Quanta rabbia! Come farò ora a ristorarmi?
 
Percorro otto chilometri furibondo, quattro per arrivare al pilone che segna i nove e ritorno, ed imboccando la strada che riconduce in piazzetta, resto di sasso per quel che vedo: nel lato occidentale della piazza, tra due panchine, fa bella mostra di sé una splendente e lussuosa fontana nuova di fiamma in ferro color verde con un rubinetto d’oro sfavillante che prima, data la posizione defilata, non avevo potuto vedere.
“Sindaco – penso – sindachino mio, perdonami. A te il voto nelle prossime legislature. Che tu possa in seguito essere eletto deputato, senatore, Presidente del Consiglio prima e della Repubblica poi. Che tu possa diventare cittadino americano ed essere eletto Presidente degli Stati Uniti d’America e dopo otto anni, pentito e contrito, convertirti alla vita ecclesiale per diventare Curato, Parroco, Monsignore, Vescovo, Cardinale e Papa.”
Le uscite invernali sono faticose, ma belle ed affascinanti, ricche di poesia e di magia.
 
Un tardo pomeriggio, dopo giorni e giorni di pioggia, ho sfidato l’ennesimo scroscio torrenziale – piuttosto inusuale per la stagione – ed ho imboccato un sentiero che porta in collina; giunto in vetta ho visto un vecchio con la barba bianca che tirando un grosso tronco sbraitava : “Sem, raduna gli animali!…… Cam, la pece!…. Jafet, paglia e fieno…..” Che strani personaggi circolano!
Ciò che stento ancora oggi a credere, tuttavia, è quello che mi capitò un sabato buio e nebbioso. Stavo attraversando il bosco, fiero ed altero novello maratoneta newyorkese, quando all’improvviso si squarciò il cielo ed una voce gridò: “Questo è il mio maratoneta prediletto, seguitelo!”.
Mi girai e non vidi nessuno, quindi la cosa era rivolta a me.
 
“Tieni!”, proseguì, ed improvvisamente sottili vampe di fuoco simili a raggi laser incisero su un tronco questi comandamenti:
1) Io sono la corsa, che ti ha fatto uscire dalla condizione di schiavitù (dalla poltrona). Non avrai altro hobby all’infuori di me.
2) Non pronuncerai invano il nome della corsa, perché il tuo allenatore non ti lascerà impunito.
3) Ricordati della domenica. Sei giorni faticherai, allenandoti duramente, ma la domenica è il giorno della gara.
4) Onora la fatica ed il riposo, perché si prolunghino i tuoi giorni nei quali potrai gareggiare.
5) Non demordere, non abbandonarti a false angustie che possano impedire di continuare la tua corsa.
6) Non tradire la corsa per nessun altro sport al mondo.
7) Non partire prima del via, nel caso non fosse prevista la punzonatura, e non tagliare per stradine e sentieri nascosti, per arrivare prima.
8) Non dire il falso, quando riporti i tuoi tempi, e non fermare il cronometro con  qualche decimo di ritardo, quando prendi i tempi al tuo prossimo.

- [DETTAGLI ESERCIZIO]
Per favore, indica di che colore è la nuova fontana della piazzetta descritta nel brano citato. I dati sono materiale a sé, distinto dal brano citato.

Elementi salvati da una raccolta

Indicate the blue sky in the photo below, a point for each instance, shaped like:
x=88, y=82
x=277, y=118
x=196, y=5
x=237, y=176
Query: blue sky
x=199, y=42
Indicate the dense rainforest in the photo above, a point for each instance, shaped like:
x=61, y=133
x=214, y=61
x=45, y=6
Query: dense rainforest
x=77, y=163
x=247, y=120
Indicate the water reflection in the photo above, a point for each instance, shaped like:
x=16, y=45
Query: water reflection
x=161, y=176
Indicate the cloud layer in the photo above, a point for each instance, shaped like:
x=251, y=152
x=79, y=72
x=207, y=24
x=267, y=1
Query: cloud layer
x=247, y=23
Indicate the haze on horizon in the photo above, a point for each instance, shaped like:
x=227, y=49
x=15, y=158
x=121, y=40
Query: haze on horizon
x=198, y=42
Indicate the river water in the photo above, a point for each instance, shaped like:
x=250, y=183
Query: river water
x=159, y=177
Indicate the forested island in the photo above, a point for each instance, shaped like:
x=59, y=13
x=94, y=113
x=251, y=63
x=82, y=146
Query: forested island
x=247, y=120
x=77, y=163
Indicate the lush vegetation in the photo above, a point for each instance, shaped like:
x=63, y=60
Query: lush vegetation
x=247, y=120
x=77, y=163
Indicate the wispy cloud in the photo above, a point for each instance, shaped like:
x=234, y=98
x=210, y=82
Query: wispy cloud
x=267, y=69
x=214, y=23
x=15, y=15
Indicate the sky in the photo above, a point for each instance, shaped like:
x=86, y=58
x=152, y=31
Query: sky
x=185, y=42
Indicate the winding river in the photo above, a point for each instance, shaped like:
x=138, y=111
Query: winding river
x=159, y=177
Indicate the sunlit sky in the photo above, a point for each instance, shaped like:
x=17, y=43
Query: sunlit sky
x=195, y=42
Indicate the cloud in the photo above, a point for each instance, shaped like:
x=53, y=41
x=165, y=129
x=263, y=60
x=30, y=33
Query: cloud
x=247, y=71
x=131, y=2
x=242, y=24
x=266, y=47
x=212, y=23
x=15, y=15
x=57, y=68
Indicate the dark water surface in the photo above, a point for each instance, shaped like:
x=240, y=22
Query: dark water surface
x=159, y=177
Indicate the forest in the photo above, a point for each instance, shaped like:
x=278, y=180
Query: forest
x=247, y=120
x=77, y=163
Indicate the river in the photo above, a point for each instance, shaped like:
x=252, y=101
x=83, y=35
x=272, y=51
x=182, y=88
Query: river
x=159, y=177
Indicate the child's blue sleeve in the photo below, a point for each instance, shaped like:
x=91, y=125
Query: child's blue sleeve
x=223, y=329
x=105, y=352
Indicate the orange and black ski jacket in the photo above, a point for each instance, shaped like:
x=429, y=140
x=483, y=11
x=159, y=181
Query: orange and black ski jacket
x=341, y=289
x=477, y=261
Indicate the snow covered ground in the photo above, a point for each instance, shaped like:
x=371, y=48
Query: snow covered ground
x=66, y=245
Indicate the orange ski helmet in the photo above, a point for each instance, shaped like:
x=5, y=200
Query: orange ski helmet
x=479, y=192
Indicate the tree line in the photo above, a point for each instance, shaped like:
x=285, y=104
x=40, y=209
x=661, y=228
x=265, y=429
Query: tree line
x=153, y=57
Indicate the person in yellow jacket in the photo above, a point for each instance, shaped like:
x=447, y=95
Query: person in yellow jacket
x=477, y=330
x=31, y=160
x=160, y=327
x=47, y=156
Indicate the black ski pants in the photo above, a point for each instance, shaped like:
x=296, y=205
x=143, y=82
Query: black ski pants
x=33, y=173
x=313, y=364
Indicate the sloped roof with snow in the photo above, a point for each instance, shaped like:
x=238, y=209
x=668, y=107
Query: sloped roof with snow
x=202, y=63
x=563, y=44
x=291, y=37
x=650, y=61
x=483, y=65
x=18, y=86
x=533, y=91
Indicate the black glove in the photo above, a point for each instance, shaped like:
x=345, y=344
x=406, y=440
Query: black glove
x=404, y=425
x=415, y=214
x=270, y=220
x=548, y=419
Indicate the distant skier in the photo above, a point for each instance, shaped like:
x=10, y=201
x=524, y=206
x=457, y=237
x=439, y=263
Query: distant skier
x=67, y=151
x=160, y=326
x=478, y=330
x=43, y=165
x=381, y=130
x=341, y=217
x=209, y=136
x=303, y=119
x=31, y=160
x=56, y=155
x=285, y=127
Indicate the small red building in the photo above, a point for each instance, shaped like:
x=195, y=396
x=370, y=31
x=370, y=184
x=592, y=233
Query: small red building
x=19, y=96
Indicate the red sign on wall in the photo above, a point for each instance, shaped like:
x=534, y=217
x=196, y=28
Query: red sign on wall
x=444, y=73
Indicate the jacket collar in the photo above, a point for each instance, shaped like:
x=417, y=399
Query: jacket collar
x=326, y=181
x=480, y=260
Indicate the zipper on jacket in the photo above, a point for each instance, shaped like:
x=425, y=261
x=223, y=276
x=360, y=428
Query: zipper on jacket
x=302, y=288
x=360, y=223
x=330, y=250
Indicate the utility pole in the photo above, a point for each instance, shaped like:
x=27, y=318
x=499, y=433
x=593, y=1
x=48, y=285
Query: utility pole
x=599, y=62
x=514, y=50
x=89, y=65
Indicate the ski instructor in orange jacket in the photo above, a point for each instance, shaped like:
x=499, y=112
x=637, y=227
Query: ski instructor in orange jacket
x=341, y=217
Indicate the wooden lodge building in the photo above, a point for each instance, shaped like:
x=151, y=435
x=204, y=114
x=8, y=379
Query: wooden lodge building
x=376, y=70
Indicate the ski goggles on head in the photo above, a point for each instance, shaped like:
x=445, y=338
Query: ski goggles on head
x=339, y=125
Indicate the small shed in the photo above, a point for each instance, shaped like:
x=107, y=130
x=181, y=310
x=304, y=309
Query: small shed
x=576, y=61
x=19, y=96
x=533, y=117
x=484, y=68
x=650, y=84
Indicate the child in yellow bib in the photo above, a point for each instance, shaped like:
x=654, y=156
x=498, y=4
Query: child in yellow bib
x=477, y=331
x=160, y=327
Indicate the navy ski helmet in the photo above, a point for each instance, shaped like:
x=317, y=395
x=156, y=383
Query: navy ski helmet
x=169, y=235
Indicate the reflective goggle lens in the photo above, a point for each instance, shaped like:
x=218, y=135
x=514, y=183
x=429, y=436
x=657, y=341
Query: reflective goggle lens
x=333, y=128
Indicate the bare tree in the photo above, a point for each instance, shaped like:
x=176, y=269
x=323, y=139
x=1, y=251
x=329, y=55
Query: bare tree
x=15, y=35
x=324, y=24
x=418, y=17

- [RISULTATO]
È color verde.